Assigned task ::
Give the data again exactly, without its images.

Dataset entries ::
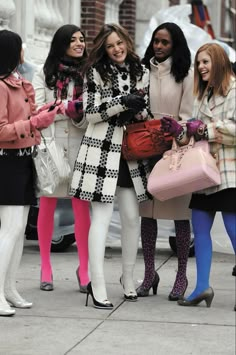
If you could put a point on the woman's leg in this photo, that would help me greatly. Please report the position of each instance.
(183, 233)
(9, 235)
(129, 215)
(148, 238)
(11, 292)
(230, 226)
(45, 225)
(101, 217)
(82, 224)
(202, 223)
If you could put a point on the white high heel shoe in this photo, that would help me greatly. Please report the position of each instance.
(18, 302)
(6, 310)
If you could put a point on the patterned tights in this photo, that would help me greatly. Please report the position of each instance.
(149, 237)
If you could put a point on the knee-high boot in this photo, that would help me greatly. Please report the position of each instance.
(183, 234)
(11, 293)
(148, 238)
(9, 235)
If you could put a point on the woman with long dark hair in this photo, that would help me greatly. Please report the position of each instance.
(61, 78)
(20, 126)
(115, 78)
(171, 85)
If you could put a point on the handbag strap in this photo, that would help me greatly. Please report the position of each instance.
(177, 153)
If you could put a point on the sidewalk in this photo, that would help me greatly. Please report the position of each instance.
(60, 324)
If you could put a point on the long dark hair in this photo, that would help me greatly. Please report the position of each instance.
(99, 59)
(10, 49)
(60, 43)
(181, 56)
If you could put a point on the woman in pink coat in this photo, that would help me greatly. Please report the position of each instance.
(19, 131)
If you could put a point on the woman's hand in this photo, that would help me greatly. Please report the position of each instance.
(196, 128)
(171, 126)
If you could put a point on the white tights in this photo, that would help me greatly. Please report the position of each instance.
(130, 223)
(13, 222)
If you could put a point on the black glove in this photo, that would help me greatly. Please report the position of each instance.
(125, 118)
(135, 102)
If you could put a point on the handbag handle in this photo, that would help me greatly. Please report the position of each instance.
(177, 153)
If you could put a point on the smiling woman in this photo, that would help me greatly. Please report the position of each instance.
(113, 78)
(61, 78)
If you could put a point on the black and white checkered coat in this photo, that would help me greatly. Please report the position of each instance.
(97, 165)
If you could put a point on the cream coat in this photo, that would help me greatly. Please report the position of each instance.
(67, 134)
(174, 99)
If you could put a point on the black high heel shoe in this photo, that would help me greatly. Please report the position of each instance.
(176, 297)
(82, 288)
(46, 285)
(132, 296)
(206, 296)
(100, 305)
(144, 292)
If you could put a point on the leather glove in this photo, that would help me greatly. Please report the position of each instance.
(43, 119)
(195, 128)
(134, 102)
(169, 125)
(124, 118)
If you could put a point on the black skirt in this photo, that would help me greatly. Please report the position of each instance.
(17, 180)
(222, 201)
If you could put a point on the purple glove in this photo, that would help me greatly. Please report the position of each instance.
(171, 126)
(195, 128)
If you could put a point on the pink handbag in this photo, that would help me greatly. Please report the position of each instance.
(183, 170)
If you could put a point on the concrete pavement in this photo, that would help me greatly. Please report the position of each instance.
(60, 324)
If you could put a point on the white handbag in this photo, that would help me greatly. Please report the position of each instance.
(47, 178)
(58, 154)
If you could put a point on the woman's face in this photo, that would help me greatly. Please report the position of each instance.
(204, 65)
(162, 45)
(116, 48)
(77, 45)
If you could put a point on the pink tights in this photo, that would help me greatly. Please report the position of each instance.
(45, 227)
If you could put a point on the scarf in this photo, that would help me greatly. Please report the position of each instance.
(68, 70)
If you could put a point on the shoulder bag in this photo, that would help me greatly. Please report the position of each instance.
(143, 140)
(183, 170)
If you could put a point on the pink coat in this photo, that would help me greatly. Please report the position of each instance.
(17, 104)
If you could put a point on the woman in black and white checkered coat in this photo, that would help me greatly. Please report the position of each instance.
(115, 78)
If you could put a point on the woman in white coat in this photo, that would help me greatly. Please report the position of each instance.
(171, 94)
(111, 99)
(61, 79)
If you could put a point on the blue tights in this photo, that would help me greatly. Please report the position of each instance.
(202, 222)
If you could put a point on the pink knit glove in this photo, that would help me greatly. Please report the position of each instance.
(59, 104)
(43, 119)
(195, 128)
(171, 126)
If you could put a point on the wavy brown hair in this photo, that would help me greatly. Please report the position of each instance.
(221, 71)
(99, 59)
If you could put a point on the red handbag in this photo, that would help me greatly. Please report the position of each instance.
(144, 140)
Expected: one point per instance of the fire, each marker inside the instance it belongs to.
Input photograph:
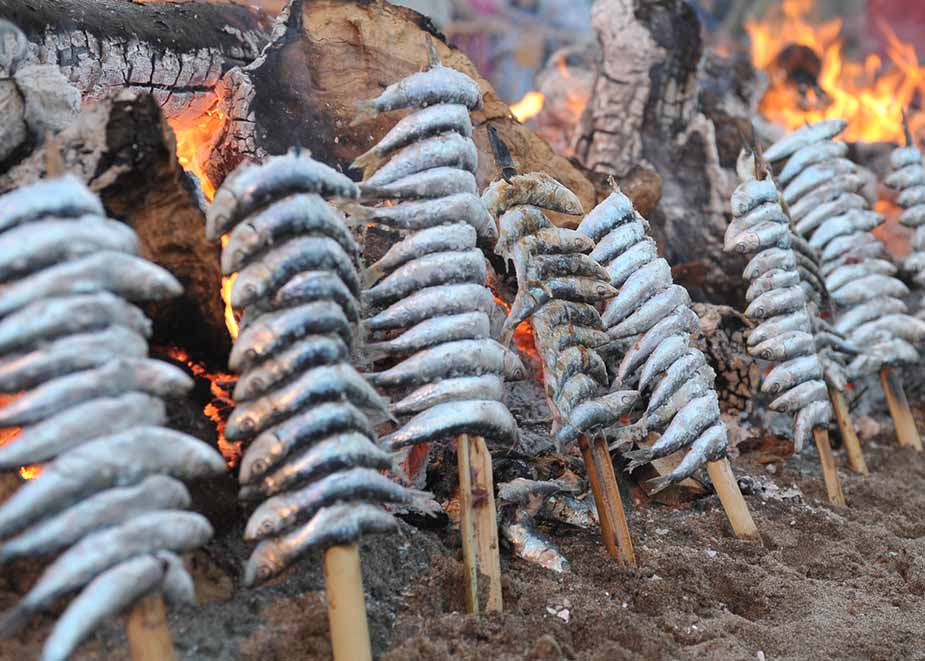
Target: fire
(870, 94)
(222, 402)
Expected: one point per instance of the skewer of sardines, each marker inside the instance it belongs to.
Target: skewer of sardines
(825, 195)
(652, 319)
(109, 499)
(427, 308)
(301, 407)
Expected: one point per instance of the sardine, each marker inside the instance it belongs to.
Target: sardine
(681, 321)
(786, 375)
(435, 183)
(340, 524)
(650, 280)
(536, 189)
(431, 302)
(67, 355)
(710, 446)
(74, 426)
(840, 205)
(311, 351)
(450, 150)
(30, 247)
(325, 383)
(296, 214)
(652, 311)
(101, 510)
(752, 194)
(776, 302)
(485, 386)
(803, 137)
(265, 276)
(424, 123)
(771, 280)
(436, 85)
(615, 210)
(691, 421)
(251, 186)
(311, 287)
(800, 396)
(121, 459)
(481, 417)
(816, 414)
(276, 331)
(439, 268)
(451, 359)
(818, 152)
(442, 238)
(281, 512)
(125, 275)
(516, 223)
(785, 346)
(769, 260)
(172, 530)
(635, 257)
(868, 287)
(431, 332)
(46, 319)
(419, 215)
(108, 594)
(305, 428)
(116, 377)
(63, 197)
(330, 454)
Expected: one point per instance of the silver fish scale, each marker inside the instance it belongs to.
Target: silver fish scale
(836, 221)
(85, 340)
(658, 327)
(437, 356)
(307, 438)
(790, 337)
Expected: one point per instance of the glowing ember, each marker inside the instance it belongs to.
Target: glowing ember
(218, 409)
(869, 94)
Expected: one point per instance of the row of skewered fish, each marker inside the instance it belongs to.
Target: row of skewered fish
(426, 301)
(312, 456)
(109, 501)
(652, 320)
(825, 195)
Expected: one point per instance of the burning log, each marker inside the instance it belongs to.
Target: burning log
(93, 406)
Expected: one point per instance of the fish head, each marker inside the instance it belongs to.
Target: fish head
(265, 562)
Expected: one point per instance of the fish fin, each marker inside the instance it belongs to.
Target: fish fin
(14, 620)
(370, 161)
(366, 110)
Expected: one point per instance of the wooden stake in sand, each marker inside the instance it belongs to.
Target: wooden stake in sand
(849, 436)
(829, 468)
(346, 604)
(610, 510)
(146, 628)
(899, 409)
(731, 498)
(478, 523)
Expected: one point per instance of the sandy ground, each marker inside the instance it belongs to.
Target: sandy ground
(825, 583)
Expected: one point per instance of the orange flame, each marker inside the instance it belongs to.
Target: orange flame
(869, 94)
(217, 410)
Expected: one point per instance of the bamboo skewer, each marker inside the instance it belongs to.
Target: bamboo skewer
(849, 436)
(731, 498)
(467, 524)
(146, 628)
(346, 604)
(906, 431)
(486, 522)
(829, 468)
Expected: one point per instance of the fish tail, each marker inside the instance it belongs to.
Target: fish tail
(366, 110)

Written response ::
If you could put a point on the woman's leg in this photo, that would help me greatly. Please report the position of each instance.
(183, 233)
(9, 235)
(129, 215)
(148, 238)
(11, 292)
(230, 226)
(45, 225)
(101, 217)
(82, 224)
(202, 223)
If you could put a point on the white high heel shoe in this photo, that would help me greatly. Please report the position of each instance.
(18, 302)
(6, 310)
If you could put a point on the patterned tights in this photo, that would help me greatly. Please report the position of each instance.
(149, 237)
If you could put a point on the knee-high boot in this photo, that would help me greatly. Please report the position of each instance.
(183, 234)
(11, 293)
(148, 238)
(9, 235)
If you could put a point on the woman with long dark hair in this photo, that would help me greatly. Please report the position of each instance.
(61, 78)
(20, 126)
(115, 78)
(171, 85)
If you could put a point on the handbag strap in this photo, that would help me greatly. Please report the position of each instance.
(177, 153)
If you could put a point on the sidewalk in this photo, that would help me greatly. Please report the position of each instance.
(60, 324)
If you could put a point on the long dark hair in this photo, that would help me greatly. Please report the position of each instance.
(99, 59)
(10, 49)
(60, 43)
(181, 56)
If you could put a point on the woman in pink coat in this photo, that would help me greatly. Please report the position of each instance.
(19, 131)
If you could put a point on the woman's hand in this photo, that would help me greatly. Please report the position of each instance.
(196, 128)
(171, 126)
If you could put a point on the white tights in this photo, that would help me greatly. Please report the position of each instance.
(130, 223)
(13, 222)
If you could put a point on the black glove in this photo, that would help me greatly. Please report the position of each instance.
(125, 118)
(135, 102)
If you could put a point on the handbag handle in this photo, that would help me greatly. Please report the position of each instance.
(177, 153)
If you could put a point on the smiling woman in this photo, that would help me greatly. Please report the position of each instance.
(113, 78)
(61, 78)
If you could put a point on the black and white checkered coat in this photo, that would help me greatly. Please report the position of each instance.
(97, 165)
If you could put a point on the cream coat in this photo, that would help me greatly. Please report the position of each instance.
(67, 134)
(174, 99)
If you could put a point on the black high heel shoe in this photo, that would help me greatly. Please report the position of each instance.
(176, 297)
(82, 288)
(46, 285)
(132, 296)
(206, 296)
(100, 305)
(144, 292)
If you could put a point on the leather glove in this photo, that would help me greatly. Please report the position of each instance.
(43, 119)
(195, 128)
(134, 102)
(169, 125)
(124, 118)
If you could put a point on the black skirt in this photo, that would help me greatly. Please report the position of each instance.
(17, 180)
(222, 201)
If you could put a point on the purple glove in this photo, that would help me greatly. Please report the position of each instance.
(171, 126)
(195, 128)
If you could put a point on the pink handbag in this photo, that would help me greatly. Please report the position of each instance.
(183, 170)
If you could put a point on the concrete pavement in this photo, that would help me greatly. Please report the position of each instance.
(60, 324)
If you could put a point on the white handbag in this photo, that would help me greatly. Please report the position of each instance.
(47, 178)
(58, 154)
If you could put a point on the woman's face in this photo, that would help me greatly. Please report the position of each instance.
(204, 65)
(162, 45)
(116, 48)
(77, 45)
If you could put a point on the pink tights in this photo, that would help me greatly. Please report the position of each instance.
(45, 227)
If you could put a point on the scarf in this photo, that would help me greatly. Please report the position of each instance.
(68, 70)
If you could put a point on the shoulder bag in this photo, that would help me greatly. Please report the position of each instance.
(143, 140)
(183, 170)
If you could put a point on the pink coat in this photo, that would help me greatly. Please report the position of each instance.
(17, 104)
If you could put a point on the woman in black and white checkered coat in this photo, that would help me greatly. Please report the position of each instance.
(115, 78)
If you could put a point on the woman in white coat in this photo, that would help me greatly. Please report the position of each instance.
(171, 94)
(111, 99)
(61, 79)
If you could put a point on the blue tights in this photo, that would help me greatly. Please report the position of each instance.
(202, 222)
If you could put a point on the pink knit glove in this photo, that would help me greatly. Please report the position of each instance.
(59, 104)
(43, 119)
(195, 128)
(171, 126)
If you could put a point on the wavy brown hair in this photo, that would help me greatly. Please report the position of each instance.
(221, 71)
(99, 59)
If you could put a point on the red handbag in this photo, that would help me greatly. Please report the position of each instance.
(144, 140)
Expected: one point per instance of the fire, each marker inside the instance it belongs to.
Input photograph:
Target: fire
(870, 94)
(222, 402)
Expected: one point per instance of the skewer of sardines, each marker inside the instance it belongs to.
Target: skewer of sardines
(825, 195)
(652, 319)
(109, 499)
(427, 308)
(301, 407)
Expected: one point per instance of the sardine, each marker inside the instance it belongs to.
Target: sardine
(681, 321)
(786, 375)
(435, 183)
(340, 524)
(650, 280)
(536, 189)
(431, 302)
(67, 355)
(710, 446)
(74, 426)
(840, 205)
(311, 351)
(450, 150)
(30, 247)
(325, 383)
(296, 214)
(652, 311)
(101, 510)
(752, 194)
(776, 302)
(485, 386)
(803, 137)
(265, 276)
(424, 123)
(771, 280)
(436, 85)
(615, 210)
(691, 421)
(251, 186)
(311, 287)
(800, 396)
(121, 459)
(481, 417)
(816, 414)
(276, 331)
(439, 268)
(451, 359)
(818, 152)
(442, 238)
(281, 512)
(125, 275)
(516, 223)
(785, 346)
(769, 260)
(172, 530)
(635, 257)
(868, 287)
(431, 332)
(46, 319)
(419, 215)
(108, 594)
(305, 428)
(116, 377)
(63, 197)
(330, 454)
Expected: one point per instance of the silver fish scale, each marker inside the instance it belongs to.
Target: silver fish scale
(836, 221)
(85, 340)
(658, 327)
(437, 356)
(307, 438)
(790, 337)
Expected: one point per instance of the glowing ember, each marker inside the instance it belongs to.
Target: glowing ember
(218, 409)
(869, 94)
Expected: one point per instance of the row of skewered fish, each marker inside the instance it belongs to.
Target: row of skewered fish
(426, 301)
(312, 456)
(109, 501)
(652, 320)
(825, 195)
Expected: one point per instance of the burning log, each marker inside the instance it belongs to.
Target: burning log
(93, 406)
Expected: one point per instance of the fish head, each marker inside the instance it belongs to.
Target: fish head
(265, 562)
Expected: one point per instance of the fish fin, each marker inside the instance it belongs to.
Target: fish fin
(14, 620)
(370, 161)
(366, 110)
Expected: one point per instance of the wooden stake in sand, each marker inside the instance it belongs to.
Target: wooden stake in sand
(849, 436)
(829, 468)
(346, 604)
(610, 510)
(146, 628)
(899, 409)
(731, 498)
(478, 523)
Expected: one point per instance of the sandy ground, each marker inside the instance it belongs to.
Target: sandy ground
(825, 583)
Expected: one point per instance of the orange flame, each marker inside the instance it belongs to.
Target: orange flame
(869, 94)
(217, 410)
Expected: one point per instance of the bamboo skewer, each marker inside the instance it belongs to.
Target: bamboo skewer
(849, 436)
(731, 498)
(467, 524)
(146, 628)
(346, 604)
(906, 431)
(486, 522)
(829, 468)
Expected: one point per instance of the fish tail, each marker inside the instance it belongs to.
Target: fish tail
(366, 110)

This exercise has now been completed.